#### TEXTE À LIRE ####
Jacques Veyrier : … La force de Landowski, et l’on ne peut que l’en féliciter et l’en remercier, est d’avoir à son époque réussi non seulement à faire prendre la musique au sérieux, beaucoup plus qu’elle ne l’était auparavant. Pour y parvenir, il s’est fait aider par des conseillers en communication, qui ont lancé des campagnes de publicités commerciales qui ont introduit la musique jusque dans les catalogues de la Redoute pour des vêtements présentés par des jeunes femmes jouant du violoncelle, rendant ainsi la musique plus présente dans la vie quotidienne. Il a réussi aussi à inclure la musique dans le process de régionalisation, à la faire prendre au sérieux et de permettre l’essor de grandes formations qui, sans lui, n’auraient pas eu droit de cité.
#### EXTRAIT DE DONNÉES ####
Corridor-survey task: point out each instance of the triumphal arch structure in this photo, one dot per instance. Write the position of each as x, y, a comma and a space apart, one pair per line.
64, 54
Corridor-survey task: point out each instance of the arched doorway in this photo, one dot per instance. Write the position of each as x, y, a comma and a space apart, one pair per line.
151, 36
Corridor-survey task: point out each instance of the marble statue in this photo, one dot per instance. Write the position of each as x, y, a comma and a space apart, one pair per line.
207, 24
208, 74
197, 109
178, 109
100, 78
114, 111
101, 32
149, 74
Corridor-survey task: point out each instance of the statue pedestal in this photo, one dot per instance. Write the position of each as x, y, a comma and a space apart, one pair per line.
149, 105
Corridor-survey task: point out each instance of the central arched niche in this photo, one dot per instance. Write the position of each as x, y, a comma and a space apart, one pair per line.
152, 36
####
CONSIGNES DE L'EXERCICE —
a. Reproduisez à l'identique le passage du texte sur Landowski, de « Jacques Veyrier : … » à « droit de cité. ».
b. Reprenez le texte sur Landowski à l'endroit où il s'arrête et poursuivez-le.
Vous n'aurez pas besoin des enregistrements.

RÉPONSES DANS L'ORDRE —
a.
Jacques Veyrier : … La force de Landowski, et l’on ne peut que l’en féliciter et l’en remercier, est d’avoir à son époque réussi non seulement à faire prendre la musique au sérieux, beaucoup plus qu’elle ne l’était auparavant. Pour y parvenir, il s’est fait aider par des conseillers en communication, qui ont lancé des campagnes de publicités commerciales qui ont introduit la musique jusque dans les catalogues de la Redoute pour des vêtements présentés par des jeunes femmes jouant du violoncelle, rendant ainsi la musique plus présente dans la vie quotidienne. Il a réussi aussi à inclure la musique dans le process de régionalisation, à la faire prendre au sérieux et de permettre l’essor de grandes formations qui, sans lui, n’auraient pas eu droit de cité.

b.
B. S. : D’aucuns lui reprochent d’avoir supprimé des orchestres pour constituer les phalanges régionales…
J. V. : En effet, à Lille, Cloves était aussi respectable que Casadesus ; à Strasbourg il y avait Louis Martin, qui était aussi respectable qu’Alain Lombard, etc. En revanche, si l’on descend un petit peu plus bas, - je ne vais pas nommer les chefs parce qu’ils sont morts, paix à leurs cendres -, ce n’était pas exemplaire partout. Tandis que maintenant il y a des villes, surtout dans le sud de la France, avec des orchestres prestigieux, alors qu’avant Landowski c’était n’importe quoi. Donc, selon les régions sa réforme n’a pas eu les mêmes effets.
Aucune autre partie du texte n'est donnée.